- [To do] Quote the rows word for word, from the very first one through the line that contains "[[358, 223], [325, 223], [342, 226]]", both ends included. Leave the pictures out of your answer.

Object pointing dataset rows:
--- Start ---
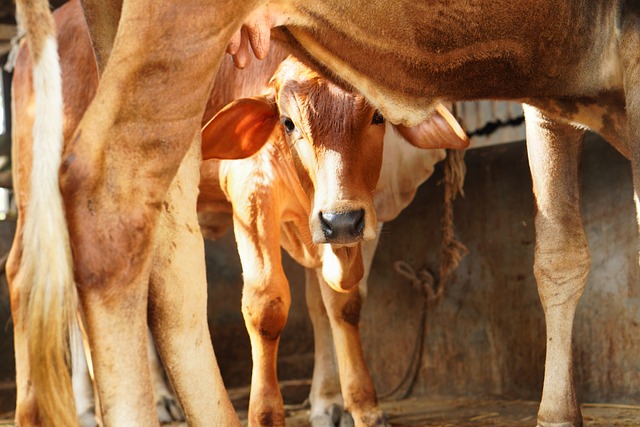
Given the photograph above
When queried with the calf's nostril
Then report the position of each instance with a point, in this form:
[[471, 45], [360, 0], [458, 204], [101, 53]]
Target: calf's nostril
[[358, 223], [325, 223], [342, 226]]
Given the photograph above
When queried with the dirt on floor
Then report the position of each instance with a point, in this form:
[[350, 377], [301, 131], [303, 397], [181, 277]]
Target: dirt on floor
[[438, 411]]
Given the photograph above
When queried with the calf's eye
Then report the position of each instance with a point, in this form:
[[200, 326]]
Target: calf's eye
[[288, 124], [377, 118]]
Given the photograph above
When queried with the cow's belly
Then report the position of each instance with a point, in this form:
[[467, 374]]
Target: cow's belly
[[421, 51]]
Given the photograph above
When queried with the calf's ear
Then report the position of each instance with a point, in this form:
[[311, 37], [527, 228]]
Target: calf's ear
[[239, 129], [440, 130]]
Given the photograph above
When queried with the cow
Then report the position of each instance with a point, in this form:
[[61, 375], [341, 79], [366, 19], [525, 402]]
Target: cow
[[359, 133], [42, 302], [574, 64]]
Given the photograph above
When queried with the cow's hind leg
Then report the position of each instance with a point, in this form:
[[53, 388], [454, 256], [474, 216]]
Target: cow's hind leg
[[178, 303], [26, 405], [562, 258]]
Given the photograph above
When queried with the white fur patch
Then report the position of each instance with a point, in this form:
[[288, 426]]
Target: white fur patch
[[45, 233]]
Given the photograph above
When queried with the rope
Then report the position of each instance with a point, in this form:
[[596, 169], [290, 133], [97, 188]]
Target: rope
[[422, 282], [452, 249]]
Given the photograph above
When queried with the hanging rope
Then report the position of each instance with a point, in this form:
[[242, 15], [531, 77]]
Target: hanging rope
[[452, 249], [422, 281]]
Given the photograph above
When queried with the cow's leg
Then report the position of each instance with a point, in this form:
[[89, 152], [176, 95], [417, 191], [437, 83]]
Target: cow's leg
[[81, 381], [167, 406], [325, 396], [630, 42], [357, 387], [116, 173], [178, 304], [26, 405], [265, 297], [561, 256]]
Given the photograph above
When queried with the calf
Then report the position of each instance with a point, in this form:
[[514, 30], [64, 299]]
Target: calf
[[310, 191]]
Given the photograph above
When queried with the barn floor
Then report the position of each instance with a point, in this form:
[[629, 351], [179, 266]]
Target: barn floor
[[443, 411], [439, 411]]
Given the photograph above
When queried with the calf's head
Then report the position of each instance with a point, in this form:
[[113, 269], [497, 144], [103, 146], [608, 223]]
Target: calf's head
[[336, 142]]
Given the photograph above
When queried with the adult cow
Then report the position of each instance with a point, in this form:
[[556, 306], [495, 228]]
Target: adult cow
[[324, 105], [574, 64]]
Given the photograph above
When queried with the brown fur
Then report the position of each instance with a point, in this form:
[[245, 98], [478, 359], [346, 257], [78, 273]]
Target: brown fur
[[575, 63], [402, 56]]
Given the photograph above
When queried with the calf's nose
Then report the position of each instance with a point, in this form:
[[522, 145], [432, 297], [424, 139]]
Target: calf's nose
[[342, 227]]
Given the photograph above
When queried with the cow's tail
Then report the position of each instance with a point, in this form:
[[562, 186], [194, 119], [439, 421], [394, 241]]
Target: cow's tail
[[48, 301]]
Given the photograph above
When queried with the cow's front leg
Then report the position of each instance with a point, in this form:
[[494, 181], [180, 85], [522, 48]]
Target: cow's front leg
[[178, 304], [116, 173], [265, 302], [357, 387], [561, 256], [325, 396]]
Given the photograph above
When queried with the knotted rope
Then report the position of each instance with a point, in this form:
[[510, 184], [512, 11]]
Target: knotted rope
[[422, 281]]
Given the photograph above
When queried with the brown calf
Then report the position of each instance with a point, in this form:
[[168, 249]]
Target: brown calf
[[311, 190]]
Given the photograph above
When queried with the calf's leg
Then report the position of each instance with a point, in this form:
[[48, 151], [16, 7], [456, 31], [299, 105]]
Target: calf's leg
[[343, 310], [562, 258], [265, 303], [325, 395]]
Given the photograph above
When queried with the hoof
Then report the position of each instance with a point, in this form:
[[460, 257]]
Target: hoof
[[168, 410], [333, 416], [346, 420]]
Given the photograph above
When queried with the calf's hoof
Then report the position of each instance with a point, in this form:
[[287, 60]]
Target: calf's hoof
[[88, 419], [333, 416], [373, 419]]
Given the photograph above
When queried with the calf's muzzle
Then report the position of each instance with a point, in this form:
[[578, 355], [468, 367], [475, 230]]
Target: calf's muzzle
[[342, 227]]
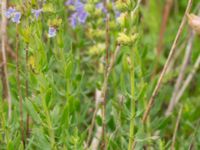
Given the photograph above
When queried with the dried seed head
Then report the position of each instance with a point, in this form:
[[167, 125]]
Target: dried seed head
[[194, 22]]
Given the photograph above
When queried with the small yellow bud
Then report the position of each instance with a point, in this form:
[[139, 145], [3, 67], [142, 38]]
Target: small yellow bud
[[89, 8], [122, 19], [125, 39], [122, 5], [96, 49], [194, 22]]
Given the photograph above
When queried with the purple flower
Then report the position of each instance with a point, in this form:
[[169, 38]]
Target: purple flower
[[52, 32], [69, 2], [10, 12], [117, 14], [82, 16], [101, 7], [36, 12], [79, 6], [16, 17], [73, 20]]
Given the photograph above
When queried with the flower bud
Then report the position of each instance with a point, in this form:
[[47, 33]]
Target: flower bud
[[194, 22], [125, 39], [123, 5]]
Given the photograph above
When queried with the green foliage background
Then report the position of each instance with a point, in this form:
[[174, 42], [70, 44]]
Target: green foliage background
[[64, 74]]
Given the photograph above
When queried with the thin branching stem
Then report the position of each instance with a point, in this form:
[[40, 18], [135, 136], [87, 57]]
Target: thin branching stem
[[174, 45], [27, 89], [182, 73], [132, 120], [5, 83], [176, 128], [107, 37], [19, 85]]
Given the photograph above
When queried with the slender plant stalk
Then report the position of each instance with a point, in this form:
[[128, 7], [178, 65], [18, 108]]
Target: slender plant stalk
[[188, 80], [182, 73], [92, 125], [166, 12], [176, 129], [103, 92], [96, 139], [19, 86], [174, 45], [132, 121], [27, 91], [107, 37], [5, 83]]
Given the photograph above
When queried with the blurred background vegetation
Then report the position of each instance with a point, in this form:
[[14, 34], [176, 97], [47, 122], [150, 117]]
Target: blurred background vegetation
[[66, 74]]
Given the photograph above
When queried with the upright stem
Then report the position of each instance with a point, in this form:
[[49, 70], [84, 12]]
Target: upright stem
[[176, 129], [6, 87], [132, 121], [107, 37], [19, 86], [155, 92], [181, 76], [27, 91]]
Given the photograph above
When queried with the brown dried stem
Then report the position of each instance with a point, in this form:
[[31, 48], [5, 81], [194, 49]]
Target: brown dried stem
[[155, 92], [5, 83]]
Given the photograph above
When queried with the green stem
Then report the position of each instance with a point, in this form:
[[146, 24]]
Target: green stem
--- End ---
- [Result of this task]
Given the photograph above
When queried with the calf's nostril
Then report the position of each instance with a point, in this form:
[[471, 45], [360, 0], [458, 204], [101, 53]]
Target: calf's nostril
[[358, 223], [325, 223], [342, 226]]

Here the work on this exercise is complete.